» AIM OF THE EXERCISE: Write the next part of the essay below about Dan Leffelman, the sales rep who tried to interest a farmer in a product called Source, starting after its last line.

» SELECTED PASSAGE:
*** Begin section ***

Who the fuck is Dan Leffelman?
Delete. Ignore. Repeat.
It's fall 2023, and I'm doing what any self-respecting farmer does - actively avoiding sales calls.
Our Google reviews are popping, which makes us catnip for ag sales reps.
Among them, this guy from Sound Agriculture is trying to reach me about something called Source.
Delete. Ignore. Repeat.
But Dan, this beautiful bastard, he's craftier than your average sales rep.
While I document the truth about mental health in agriculture and find ways to do more with less, he's reading every word. And he's not just reading—he's become my first paid subscriber.
Talk about feeding a writer's ego.
Here's where it gets weird: Dan wasn't just buying my subscription - he was reading my playbook on how to sell to me.
Every post about sustainability, every rant about efficiency, every gonzo tale from the tractor cab was a manual titled "How to Get Adam to Buy Your Stuff."
The irony isn't lost on me.
For 38 years, I chased money like a mouse after the last kernel in the bin.
Made every decision with dollar signs in mind. And you know what? I stayed broke.
Let me tell you about broke - not the "maybe skip eating out this week" kind of broke. I'm talking bankruptcy broke. The kind where you're sitting in a lawyer's office, watching your dreams get reduced to line items on a filing.
The broke that makes you question every decision you've ever made.
But here's the thing about hitting rock bottom - you learn what matters.
Money? Sure, it matters.
But purpose? That shit's priceless. And there's something weirdly liberating about having your worst fear come true and realizing you're still standing.
So here's Leffelman, leading with relationship and purpose—basically doing everything I was preaching but hadn't fully embraced myself.
So, finally, I figure I owe my biggest fan at least a phone call. Next thing you know, I'm headfirst researching Source, this product that's all about doing more with less.
The science geek in me is intrigued.
The farmer in me is skeptical.
The guy who just went through bankruptcy is thinking about margins.

*** End section ***

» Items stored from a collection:
*** Begin section ***

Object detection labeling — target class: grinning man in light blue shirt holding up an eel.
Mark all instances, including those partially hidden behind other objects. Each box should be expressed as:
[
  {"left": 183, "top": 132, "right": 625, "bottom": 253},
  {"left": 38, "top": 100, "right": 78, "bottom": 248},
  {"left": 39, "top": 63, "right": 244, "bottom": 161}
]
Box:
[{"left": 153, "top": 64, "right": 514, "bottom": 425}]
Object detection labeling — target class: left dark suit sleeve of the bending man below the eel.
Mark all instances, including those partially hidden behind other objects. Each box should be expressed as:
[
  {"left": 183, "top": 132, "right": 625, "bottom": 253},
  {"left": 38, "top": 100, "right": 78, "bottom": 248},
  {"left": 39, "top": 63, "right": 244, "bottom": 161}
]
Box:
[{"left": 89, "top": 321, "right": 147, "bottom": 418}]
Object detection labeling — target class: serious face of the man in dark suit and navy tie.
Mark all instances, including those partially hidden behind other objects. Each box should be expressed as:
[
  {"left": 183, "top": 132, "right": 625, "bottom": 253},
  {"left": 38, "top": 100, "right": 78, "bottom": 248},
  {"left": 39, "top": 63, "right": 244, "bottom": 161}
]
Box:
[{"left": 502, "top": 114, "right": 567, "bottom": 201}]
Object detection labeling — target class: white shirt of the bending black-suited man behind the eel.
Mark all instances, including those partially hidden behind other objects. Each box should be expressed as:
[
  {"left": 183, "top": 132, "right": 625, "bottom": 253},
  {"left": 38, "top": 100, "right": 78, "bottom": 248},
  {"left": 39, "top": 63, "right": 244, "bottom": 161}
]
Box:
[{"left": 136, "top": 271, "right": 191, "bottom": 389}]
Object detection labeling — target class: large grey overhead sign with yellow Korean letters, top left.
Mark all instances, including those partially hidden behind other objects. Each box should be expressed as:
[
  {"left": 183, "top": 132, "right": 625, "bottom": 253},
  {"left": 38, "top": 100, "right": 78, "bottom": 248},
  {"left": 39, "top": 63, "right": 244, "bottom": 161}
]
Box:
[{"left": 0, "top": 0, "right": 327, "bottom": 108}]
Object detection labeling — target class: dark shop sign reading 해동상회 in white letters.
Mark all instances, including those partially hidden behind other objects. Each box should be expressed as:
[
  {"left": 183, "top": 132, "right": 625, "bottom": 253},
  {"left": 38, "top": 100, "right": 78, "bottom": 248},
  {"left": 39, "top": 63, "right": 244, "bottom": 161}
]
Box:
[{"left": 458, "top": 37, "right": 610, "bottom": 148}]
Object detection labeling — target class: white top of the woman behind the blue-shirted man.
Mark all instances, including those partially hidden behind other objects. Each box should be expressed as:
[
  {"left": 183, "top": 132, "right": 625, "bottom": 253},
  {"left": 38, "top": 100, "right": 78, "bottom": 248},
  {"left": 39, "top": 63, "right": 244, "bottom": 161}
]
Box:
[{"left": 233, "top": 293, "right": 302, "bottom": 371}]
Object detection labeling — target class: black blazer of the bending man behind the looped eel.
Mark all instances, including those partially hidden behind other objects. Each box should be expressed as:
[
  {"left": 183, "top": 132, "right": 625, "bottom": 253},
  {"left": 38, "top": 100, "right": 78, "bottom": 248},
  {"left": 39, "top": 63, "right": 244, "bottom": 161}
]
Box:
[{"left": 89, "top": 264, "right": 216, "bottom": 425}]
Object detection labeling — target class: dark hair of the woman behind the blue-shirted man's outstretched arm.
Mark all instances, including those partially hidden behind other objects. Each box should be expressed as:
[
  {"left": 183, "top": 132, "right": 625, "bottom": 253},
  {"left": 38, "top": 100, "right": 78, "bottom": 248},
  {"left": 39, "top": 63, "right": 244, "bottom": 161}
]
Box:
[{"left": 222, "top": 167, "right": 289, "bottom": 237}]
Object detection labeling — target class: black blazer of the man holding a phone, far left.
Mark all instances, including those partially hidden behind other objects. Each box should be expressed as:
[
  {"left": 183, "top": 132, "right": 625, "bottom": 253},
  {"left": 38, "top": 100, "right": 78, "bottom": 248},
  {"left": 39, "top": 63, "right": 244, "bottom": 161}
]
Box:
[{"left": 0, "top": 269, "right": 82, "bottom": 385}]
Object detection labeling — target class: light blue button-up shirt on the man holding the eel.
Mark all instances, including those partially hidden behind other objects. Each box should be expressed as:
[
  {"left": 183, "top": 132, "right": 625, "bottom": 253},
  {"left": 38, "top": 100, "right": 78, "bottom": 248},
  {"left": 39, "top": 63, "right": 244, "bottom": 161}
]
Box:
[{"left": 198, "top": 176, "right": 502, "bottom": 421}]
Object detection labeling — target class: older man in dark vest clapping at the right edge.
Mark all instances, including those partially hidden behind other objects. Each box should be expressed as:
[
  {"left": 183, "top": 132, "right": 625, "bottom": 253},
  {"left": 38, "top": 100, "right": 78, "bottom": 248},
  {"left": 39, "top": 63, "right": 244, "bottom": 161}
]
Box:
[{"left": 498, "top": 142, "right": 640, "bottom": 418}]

*** End section ***
*** Begin section ***

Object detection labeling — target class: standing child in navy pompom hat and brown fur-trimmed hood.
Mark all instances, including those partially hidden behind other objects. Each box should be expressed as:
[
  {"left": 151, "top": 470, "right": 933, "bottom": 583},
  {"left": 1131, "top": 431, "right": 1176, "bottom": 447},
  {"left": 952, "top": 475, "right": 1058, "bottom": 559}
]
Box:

*** End section ***

» RESPONSE FOR THIS EXERCISE:
When I say research, I mean I went full conspiracy theorist. I wasn't just reading about the product - I was diving into Glassdoor employee reviews, hunting for any red flags or hints that this was just another sleazeball snake oil operation.
Instead, I found a company full of scientists who were as obsessed with soil health as I was with trying to avoid sales calls.
But seeing wasn't enough - I had to know more.
Next thing I knew, the whole Riopelle Seed crew was flying first-class to Kansas City for Sound's Dealer Kickoff.
Well, almost all of us. My fiancée Sheri Oteri lived her own Home Alone airport saga, doubling back for a forgotten ID and catching the red-eye in coach. (There’s a 44% chance I'll be sleeping on the couch for mentioning the travel hiccup.)
Meanwhile in KC, we're watching their CEO, Adam Litle, talk about the future of agriculture like he was reading my mind.
We met the scientists responsible for testing every AMF product on the market until they found Blueprint, the perfect partner to kick Source into Hyperdrive.
These weren't just salespeople - these were ag revolutionaries in lab coats.
People ask why I'm so comfortable being an early adopter of new ag tech. The truth is, I've already lived through my worst fear - that bankruptcy. Turns out it sucked, but it didn't kill me. Being broke isn’t as scary as they make it out to be. The most challenging part is skipping the key lime pie at dessert.
Now taking risks on things I believe in? That's just Tuesday.
The universe has my back; I know how to rise again even if I fall.
The thing about change is it rarely happens alone. While I'm out here evolving from a desperate dollar-chaser to whatever I am now, I'm watching the same shift in agriculture.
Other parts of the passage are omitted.